[DATA EXCERPTS]

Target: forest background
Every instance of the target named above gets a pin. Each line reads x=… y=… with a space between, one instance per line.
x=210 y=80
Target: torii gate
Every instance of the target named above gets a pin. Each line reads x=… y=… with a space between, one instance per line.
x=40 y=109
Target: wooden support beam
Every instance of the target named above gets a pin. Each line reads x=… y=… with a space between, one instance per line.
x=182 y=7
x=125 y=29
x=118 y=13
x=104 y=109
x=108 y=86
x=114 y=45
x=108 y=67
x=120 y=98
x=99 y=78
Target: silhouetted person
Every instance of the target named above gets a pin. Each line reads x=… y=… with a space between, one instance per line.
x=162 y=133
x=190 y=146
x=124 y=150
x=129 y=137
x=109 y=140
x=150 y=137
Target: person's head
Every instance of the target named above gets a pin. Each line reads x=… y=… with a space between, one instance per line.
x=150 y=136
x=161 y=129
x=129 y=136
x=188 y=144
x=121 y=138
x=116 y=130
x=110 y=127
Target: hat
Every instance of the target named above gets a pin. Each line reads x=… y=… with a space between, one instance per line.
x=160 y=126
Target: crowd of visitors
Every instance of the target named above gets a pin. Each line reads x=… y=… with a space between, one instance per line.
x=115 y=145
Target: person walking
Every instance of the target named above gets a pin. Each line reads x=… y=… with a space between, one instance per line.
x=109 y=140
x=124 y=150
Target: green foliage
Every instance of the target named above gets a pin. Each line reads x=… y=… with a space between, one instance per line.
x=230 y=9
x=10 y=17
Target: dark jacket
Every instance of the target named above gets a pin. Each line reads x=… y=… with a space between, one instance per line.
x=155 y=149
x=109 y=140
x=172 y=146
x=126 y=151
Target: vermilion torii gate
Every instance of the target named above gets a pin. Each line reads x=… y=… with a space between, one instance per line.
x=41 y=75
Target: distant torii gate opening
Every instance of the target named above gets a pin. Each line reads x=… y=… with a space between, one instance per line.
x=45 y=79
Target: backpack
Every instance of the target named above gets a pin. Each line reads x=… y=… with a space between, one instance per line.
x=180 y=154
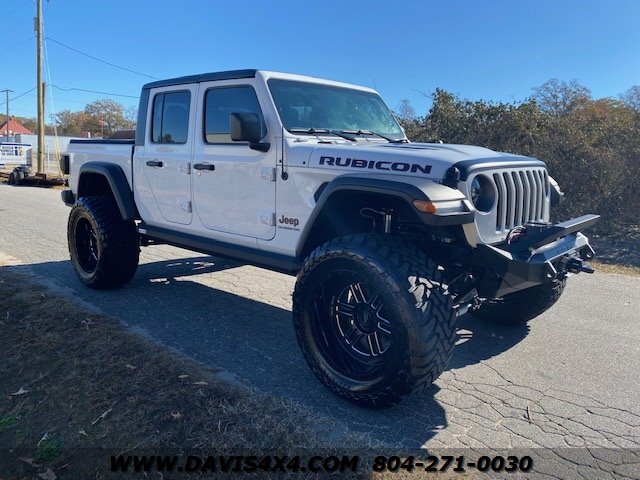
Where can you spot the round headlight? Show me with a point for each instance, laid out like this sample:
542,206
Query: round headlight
482,193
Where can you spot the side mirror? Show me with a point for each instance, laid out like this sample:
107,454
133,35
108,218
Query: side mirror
247,127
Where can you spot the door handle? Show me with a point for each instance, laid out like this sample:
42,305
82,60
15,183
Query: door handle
205,166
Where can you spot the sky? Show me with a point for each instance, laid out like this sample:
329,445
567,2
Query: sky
478,49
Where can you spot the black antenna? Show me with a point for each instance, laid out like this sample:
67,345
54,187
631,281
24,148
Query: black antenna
284,175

[/DATA EXCERPTS]

ABOUT THIS TASK ▸ Go through the data and return every word of it verbatim, leaving out the pictures.

THE COMPLETED TASK ▸
Target: forest background
Every instance of the target named above gets a pin. Each line reads x=… y=… with a space between, one instance per line.
x=210 y=80
Target: torii gate
Every instance of the target named above gets a pin. Each line reads x=… y=… with a space between, one instance per line.
x=40 y=109
Target: wooden support beam
Every instance of the target named above gets a pin. Each line reads x=… y=… with a space between, one instance per line.
x=182 y=7
x=125 y=29
x=118 y=13
x=104 y=109
x=108 y=86
x=114 y=45
x=108 y=67
x=120 y=98
x=99 y=78
Target: silhouetted person
Every instance of the target named above gets a pin. Each line reads x=… y=… with a space between, one instance per line.
x=162 y=133
x=190 y=146
x=124 y=150
x=129 y=137
x=109 y=140
x=150 y=137
Target: person's head
Every instance of the target named above gets a pin. Each line reads x=… y=… with a space between, one instance per line.
x=150 y=136
x=161 y=129
x=129 y=136
x=188 y=144
x=121 y=138
x=116 y=130
x=110 y=127
Target: hat
Every instance of the target named above gets a pin. Each line reads x=… y=… with a space between, one instance per line.
x=160 y=126
Target: crowd of visitors
Every instance of the target named above gets a pin. Each line reads x=… y=… with a space between, one instance per line.
x=115 y=145
Target: person walking
Every instance of the target named above gets a pin. Each line reads x=… y=… with a space between, one instance per line.
x=109 y=140
x=124 y=150
Target: green foliage
Every instance of the target named above gets a pin. Each line reads x=… y=… with a space between, one instance per line.
x=230 y=9
x=10 y=17
Target: dark jacket
Every instance of the target named above gets a pin. Each line reads x=… y=… with a space between, one instance per line.
x=155 y=149
x=109 y=140
x=172 y=146
x=126 y=151
Target: vermilion torii gate
Every instance of the target named above gets a pin. Each line reads x=… y=… with a space between, one instance per line.
x=41 y=75
Target: distant torii gate opening
Every instance of the target named above gets a pin. Each line reads x=… y=… with a space between, one instance per line.
x=45 y=79
Target: backpack
Every instance of the target named above gets a pin. Each line reads x=… y=… with a space between, one instance per line.
x=180 y=154
Where can you spot the round headlight? Show me with a point for each instance, laid out like this sample:
542,206
Query: round headlight
482,193
Where can you spot the side mirror? Show me with a point for each instance, laid out like this sample:
107,454
133,35
108,218
Query: side mirror
247,127
Where can you spot the door handle? Show me with a point for each instance, laid out like this sample:
42,305
82,60
15,183
Query: door handle
205,166
Where can you spot the sky? Show me with a point for each instance, laid out like this sample:
329,445
567,2
Query: sky
478,49
Where can you spot the black antenna? Show me with a point for each instance, laid out like this sample:
67,345
54,187
631,281
24,148
Query: black antenna
284,175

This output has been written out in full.